• _Work required_
Reproduce exactly, and solely, the lines running from the top of the data below through the line with "Hey, I was wondering if you could locate the green", both inclusive. Omit pictures.

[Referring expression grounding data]
☆ ☆ ☆ ☆ ☆

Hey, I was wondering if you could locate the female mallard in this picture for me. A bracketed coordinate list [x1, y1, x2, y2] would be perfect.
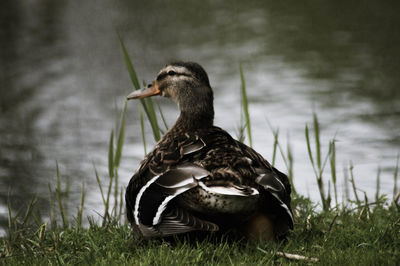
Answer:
[125, 62, 293, 240]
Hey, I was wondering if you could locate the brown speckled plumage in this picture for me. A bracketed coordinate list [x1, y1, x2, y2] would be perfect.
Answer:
[125, 62, 293, 239]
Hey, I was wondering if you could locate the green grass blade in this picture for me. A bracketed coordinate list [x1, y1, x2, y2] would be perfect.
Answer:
[110, 100, 127, 218]
[22, 196, 37, 225]
[108, 130, 114, 178]
[48, 183, 57, 229]
[305, 125, 313, 164]
[313, 113, 321, 170]
[118, 189, 124, 222]
[266, 119, 280, 167]
[239, 92, 245, 142]
[118, 35, 161, 141]
[93, 163, 106, 206]
[139, 105, 147, 155]
[320, 143, 332, 176]
[66, 177, 70, 203]
[115, 101, 127, 168]
[157, 102, 169, 131]
[327, 180, 331, 208]
[31, 211, 42, 228]
[7, 189, 12, 231]
[306, 123, 328, 210]
[394, 153, 399, 200]
[305, 124, 317, 177]
[56, 162, 69, 228]
[349, 162, 361, 206]
[276, 139, 296, 195]
[143, 98, 161, 141]
[138, 82, 161, 141]
[118, 34, 140, 90]
[77, 182, 85, 227]
[343, 166, 349, 203]
[329, 140, 338, 206]
[375, 167, 381, 203]
[286, 140, 296, 194]
[104, 171, 114, 225]
[235, 122, 246, 143]
[272, 128, 279, 167]
[329, 140, 337, 185]
[277, 142, 289, 171]
[113, 171, 119, 217]
[239, 64, 252, 147]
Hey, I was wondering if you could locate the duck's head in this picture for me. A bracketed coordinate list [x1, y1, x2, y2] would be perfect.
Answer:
[127, 62, 214, 128]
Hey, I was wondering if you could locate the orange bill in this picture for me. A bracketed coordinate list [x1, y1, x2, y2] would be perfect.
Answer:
[127, 82, 161, 100]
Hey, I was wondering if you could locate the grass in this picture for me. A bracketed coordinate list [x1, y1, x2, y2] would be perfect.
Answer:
[1, 39, 400, 265]
[1, 193, 399, 264]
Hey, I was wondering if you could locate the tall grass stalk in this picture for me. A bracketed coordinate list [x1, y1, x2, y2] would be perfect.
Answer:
[118, 34, 161, 141]
[267, 119, 296, 186]
[279, 136, 295, 194]
[94, 164, 106, 207]
[313, 114, 322, 170]
[157, 102, 169, 132]
[349, 162, 361, 207]
[271, 128, 279, 167]
[108, 130, 114, 179]
[394, 154, 399, 201]
[275, 138, 296, 194]
[22, 196, 38, 226]
[96, 100, 128, 225]
[329, 140, 338, 206]
[342, 166, 350, 208]
[118, 189, 124, 223]
[139, 105, 147, 155]
[239, 64, 252, 148]
[117, 34, 140, 91]
[305, 114, 332, 210]
[143, 98, 161, 141]
[375, 167, 381, 203]
[48, 184, 57, 229]
[104, 130, 114, 224]
[266, 120, 296, 193]
[7, 190, 12, 232]
[235, 121, 246, 144]
[55, 162, 68, 228]
[113, 170, 119, 217]
[113, 101, 127, 216]
[77, 182, 85, 227]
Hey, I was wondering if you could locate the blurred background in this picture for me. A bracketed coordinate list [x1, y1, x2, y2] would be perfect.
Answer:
[1, 0, 399, 234]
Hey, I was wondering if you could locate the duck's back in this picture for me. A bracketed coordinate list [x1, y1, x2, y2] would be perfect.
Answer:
[125, 126, 293, 238]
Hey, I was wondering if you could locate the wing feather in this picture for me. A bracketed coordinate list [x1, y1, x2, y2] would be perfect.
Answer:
[156, 207, 218, 236]
[126, 125, 293, 238]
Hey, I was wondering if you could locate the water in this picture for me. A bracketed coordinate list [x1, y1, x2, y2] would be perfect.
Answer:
[1, 1, 399, 234]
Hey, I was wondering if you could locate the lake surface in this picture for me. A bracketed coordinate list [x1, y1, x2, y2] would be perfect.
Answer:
[1, 1, 399, 234]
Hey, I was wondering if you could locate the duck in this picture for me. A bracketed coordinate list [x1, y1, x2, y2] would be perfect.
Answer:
[125, 61, 293, 240]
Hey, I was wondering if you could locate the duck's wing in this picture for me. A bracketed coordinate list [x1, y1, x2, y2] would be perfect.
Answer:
[126, 126, 293, 237]
[126, 161, 218, 237]
[125, 131, 208, 227]
[234, 140, 292, 202]
[183, 127, 294, 234]
[141, 207, 218, 238]
[234, 140, 294, 236]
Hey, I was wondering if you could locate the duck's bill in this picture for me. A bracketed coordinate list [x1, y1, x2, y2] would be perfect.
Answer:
[127, 85, 161, 100]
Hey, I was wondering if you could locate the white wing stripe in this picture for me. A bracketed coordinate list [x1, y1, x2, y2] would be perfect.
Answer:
[152, 195, 175, 225]
[134, 174, 161, 225]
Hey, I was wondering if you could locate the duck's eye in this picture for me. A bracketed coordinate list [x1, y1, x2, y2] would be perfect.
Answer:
[168, 70, 177, 76]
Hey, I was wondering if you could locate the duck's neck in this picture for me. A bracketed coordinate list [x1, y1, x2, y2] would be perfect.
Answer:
[172, 91, 214, 131]
[174, 108, 214, 131]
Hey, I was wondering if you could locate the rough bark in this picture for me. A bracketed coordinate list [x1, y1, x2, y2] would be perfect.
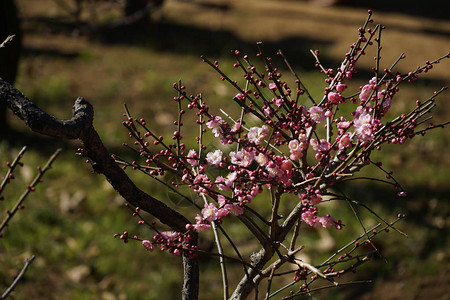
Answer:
[0, 0, 22, 135]
[0, 79, 199, 300]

☆ ☆ ☆ ☆ ☆

• _Your solution_
Hey, I was wondering if you could locate the female mallard in this picture for me. A bracketed coordinate list [x1, y1, x2, y2] would be perfect.
Answer:
[125, 62, 293, 240]
Hey, I was wondering if you could locate the brown speckled plumage in this picture for me. A bracketed coordinate list [x1, y1, x2, y2] would be perfect.
Answer:
[125, 62, 293, 239]
Hey, I was wondering if you could locate the green grass blade in this picture for me. A bracketed coordinate list [x1, y1, x2, y2] would be perfect.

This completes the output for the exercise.